Find every line in the records that contains the word "dark" and copy each one out in full.

[start of Data to use]

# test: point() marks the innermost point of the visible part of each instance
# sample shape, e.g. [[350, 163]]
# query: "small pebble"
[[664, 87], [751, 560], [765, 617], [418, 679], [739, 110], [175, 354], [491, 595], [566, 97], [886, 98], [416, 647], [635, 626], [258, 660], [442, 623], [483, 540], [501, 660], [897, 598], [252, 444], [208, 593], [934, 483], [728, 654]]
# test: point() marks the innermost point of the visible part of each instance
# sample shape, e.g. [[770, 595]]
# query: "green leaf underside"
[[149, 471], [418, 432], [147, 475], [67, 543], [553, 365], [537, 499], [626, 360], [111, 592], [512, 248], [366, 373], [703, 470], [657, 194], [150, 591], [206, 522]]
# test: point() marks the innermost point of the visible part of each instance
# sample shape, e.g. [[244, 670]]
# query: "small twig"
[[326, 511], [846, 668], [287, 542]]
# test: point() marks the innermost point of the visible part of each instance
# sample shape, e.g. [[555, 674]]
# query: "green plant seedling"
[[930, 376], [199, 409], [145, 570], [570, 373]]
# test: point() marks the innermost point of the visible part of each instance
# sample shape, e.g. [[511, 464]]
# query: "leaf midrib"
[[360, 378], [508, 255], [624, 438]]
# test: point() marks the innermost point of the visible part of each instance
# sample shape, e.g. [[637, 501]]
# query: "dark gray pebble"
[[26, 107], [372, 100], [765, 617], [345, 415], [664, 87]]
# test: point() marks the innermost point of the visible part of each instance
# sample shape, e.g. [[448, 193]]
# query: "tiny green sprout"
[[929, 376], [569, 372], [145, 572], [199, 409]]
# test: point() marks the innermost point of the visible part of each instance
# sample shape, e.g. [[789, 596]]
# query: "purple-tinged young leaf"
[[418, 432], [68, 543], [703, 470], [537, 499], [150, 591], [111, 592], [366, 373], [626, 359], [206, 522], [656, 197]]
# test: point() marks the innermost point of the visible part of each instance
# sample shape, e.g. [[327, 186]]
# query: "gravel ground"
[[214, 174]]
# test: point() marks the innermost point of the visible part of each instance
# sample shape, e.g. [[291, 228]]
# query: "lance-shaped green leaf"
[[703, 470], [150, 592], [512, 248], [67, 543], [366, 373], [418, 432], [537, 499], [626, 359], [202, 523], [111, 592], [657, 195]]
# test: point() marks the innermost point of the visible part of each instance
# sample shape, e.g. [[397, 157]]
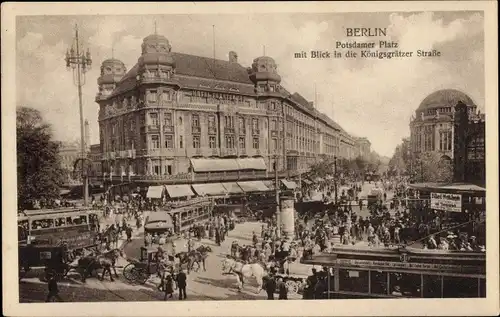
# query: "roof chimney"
[[233, 57]]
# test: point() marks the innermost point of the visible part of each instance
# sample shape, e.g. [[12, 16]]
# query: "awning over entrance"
[[212, 189], [154, 192], [270, 184], [454, 187], [175, 191], [232, 188], [252, 164], [214, 165], [253, 186], [289, 184]]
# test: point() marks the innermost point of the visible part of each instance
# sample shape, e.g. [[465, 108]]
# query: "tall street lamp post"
[[277, 193], [80, 62], [335, 178]]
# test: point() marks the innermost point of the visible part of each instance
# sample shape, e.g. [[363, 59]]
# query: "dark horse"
[[104, 261]]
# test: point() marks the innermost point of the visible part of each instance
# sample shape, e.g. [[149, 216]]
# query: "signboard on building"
[[446, 202]]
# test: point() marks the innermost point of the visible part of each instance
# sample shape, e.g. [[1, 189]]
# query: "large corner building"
[[175, 113]]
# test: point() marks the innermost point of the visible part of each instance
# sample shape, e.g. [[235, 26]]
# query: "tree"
[[39, 172], [433, 167]]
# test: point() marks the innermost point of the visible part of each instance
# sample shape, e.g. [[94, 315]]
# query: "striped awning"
[[154, 192], [175, 191], [252, 164], [253, 186], [289, 184], [214, 165], [232, 188], [212, 189]]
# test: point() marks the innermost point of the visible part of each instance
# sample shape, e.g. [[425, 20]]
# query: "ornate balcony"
[[228, 152], [196, 129], [212, 130], [153, 128]]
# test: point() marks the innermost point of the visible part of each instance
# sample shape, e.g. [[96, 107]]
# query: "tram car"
[[366, 272], [51, 238]]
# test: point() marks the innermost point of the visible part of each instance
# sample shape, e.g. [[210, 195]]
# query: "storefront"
[[371, 273]]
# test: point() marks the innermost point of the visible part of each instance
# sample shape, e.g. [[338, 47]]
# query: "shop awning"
[[159, 220], [252, 164], [154, 192], [214, 165], [232, 188], [212, 189], [175, 191], [253, 186], [270, 184], [289, 184]]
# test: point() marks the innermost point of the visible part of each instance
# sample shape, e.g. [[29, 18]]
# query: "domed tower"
[[264, 74], [112, 71], [156, 59]]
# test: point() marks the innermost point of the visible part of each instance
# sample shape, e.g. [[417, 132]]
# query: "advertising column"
[[287, 217]]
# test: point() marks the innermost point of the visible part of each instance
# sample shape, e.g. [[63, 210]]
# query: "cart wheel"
[[141, 275], [195, 267], [293, 287], [128, 272]]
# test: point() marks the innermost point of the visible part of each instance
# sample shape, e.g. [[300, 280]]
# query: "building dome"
[[112, 70], [445, 98], [264, 68], [156, 50]]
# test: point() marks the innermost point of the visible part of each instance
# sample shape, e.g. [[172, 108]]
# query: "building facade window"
[[230, 142], [169, 141], [445, 140], [211, 122], [152, 96], [274, 125], [211, 142], [196, 142], [153, 118], [241, 123], [155, 141], [165, 96], [196, 120], [255, 126], [255, 143], [229, 122], [274, 144], [168, 119]]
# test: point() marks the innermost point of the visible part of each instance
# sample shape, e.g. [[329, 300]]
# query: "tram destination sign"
[[412, 266], [446, 202]]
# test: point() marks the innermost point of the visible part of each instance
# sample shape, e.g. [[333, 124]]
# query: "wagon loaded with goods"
[[140, 270]]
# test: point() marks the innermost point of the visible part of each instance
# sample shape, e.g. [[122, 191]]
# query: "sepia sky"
[[367, 97]]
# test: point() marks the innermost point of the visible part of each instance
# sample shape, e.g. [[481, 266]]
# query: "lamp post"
[[80, 62], [335, 178], [277, 193]]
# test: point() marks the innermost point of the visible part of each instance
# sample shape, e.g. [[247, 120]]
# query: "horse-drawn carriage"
[[139, 270]]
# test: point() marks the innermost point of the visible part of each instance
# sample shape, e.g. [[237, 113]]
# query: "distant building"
[[95, 157], [469, 150], [363, 147], [174, 114]]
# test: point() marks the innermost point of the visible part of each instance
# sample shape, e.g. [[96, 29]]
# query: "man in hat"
[[53, 289], [181, 284]]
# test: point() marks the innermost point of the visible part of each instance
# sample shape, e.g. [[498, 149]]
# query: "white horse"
[[242, 270]]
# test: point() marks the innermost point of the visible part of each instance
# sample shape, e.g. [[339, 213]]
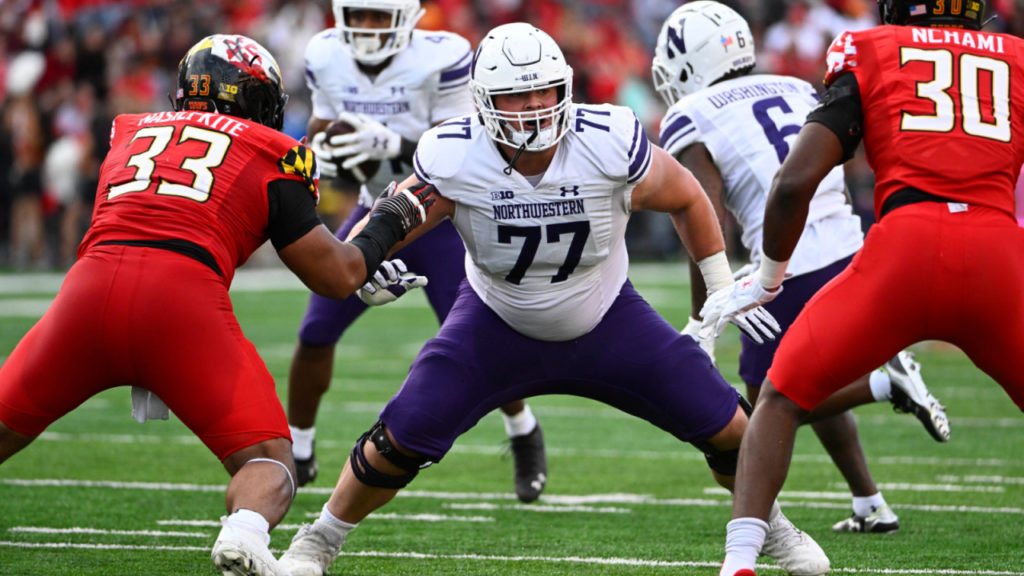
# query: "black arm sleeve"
[[840, 112], [408, 151], [292, 212]]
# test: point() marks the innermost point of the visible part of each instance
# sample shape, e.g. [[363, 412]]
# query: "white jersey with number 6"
[[767, 111], [548, 258]]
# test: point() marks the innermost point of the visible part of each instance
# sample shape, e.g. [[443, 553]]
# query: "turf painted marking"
[[629, 562], [80, 530], [548, 499]]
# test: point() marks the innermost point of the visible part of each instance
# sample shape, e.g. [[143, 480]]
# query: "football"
[[346, 177]]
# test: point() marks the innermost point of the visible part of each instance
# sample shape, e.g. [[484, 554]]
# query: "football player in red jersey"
[[185, 197], [937, 104]]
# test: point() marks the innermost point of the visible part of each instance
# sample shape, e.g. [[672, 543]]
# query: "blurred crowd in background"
[[68, 67]]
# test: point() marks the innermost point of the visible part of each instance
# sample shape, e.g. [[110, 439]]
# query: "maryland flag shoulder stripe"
[[301, 161]]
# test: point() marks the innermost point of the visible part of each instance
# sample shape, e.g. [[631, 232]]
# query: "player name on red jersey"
[[219, 122], [965, 38]]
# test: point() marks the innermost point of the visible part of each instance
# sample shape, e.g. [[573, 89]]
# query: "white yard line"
[[591, 561]]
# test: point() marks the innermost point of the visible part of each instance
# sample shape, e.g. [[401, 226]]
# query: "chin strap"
[[521, 149]]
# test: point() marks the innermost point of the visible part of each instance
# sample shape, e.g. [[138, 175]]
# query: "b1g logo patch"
[[300, 160]]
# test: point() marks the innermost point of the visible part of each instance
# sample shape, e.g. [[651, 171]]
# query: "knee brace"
[[371, 476], [724, 462]]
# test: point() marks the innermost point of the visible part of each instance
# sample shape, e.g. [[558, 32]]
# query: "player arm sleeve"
[[292, 212], [840, 112]]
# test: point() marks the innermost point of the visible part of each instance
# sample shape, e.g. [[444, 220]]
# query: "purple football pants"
[[439, 255], [755, 359], [634, 360]]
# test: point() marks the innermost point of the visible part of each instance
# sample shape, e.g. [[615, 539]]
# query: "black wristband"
[[375, 240]]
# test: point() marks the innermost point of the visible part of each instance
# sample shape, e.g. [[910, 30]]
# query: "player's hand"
[[740, 304], [390, 281], [692, 329], [411, 205], [325, 156], [371, 140]]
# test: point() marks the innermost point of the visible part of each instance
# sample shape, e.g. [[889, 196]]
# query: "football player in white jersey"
[[391, 83], [732, 129], [541, 190]]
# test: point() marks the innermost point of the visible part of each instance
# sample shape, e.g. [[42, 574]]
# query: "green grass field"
[[99, 494]]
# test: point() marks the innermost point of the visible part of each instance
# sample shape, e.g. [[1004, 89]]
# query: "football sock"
[[882, 387], [744, 537], [251, 523], [519, 424], [333, 524], [302, 442], [865, 505]]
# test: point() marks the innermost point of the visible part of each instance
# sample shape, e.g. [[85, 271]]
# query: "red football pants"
[[925, 273], [130, 316]]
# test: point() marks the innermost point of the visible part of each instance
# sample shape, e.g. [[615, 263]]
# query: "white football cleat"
[[910, 395], [238, 553], [310, 552], [794, 550], [882, 521]]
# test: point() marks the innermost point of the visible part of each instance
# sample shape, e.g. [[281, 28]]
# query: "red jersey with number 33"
[[943, 110], [194, 176]]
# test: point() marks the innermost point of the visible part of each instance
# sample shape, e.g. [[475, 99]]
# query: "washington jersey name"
[[423, 84], [549, 258], [765, 111]]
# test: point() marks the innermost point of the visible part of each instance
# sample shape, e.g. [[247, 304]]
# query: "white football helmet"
[[699, 43], [374, 45], [519, 57]]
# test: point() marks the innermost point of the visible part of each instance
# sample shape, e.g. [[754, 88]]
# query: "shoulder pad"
[[842, 56]]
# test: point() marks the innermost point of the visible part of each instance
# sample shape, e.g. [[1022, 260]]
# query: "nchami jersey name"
[[753, 91], [962, 37], [539, 209]]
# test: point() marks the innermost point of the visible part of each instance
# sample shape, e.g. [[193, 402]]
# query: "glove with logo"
[[692, 329], [371, 140], [411, 205], [389, 283], [740, 304], [325, 156]]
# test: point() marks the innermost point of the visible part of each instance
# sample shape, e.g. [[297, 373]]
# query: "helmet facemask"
[[515, 58], [374, 45], [699, 44], [232, 75]]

[end of Data to use]

* [The reply]
# query: "dark gray pebble"
# query: "dark horse"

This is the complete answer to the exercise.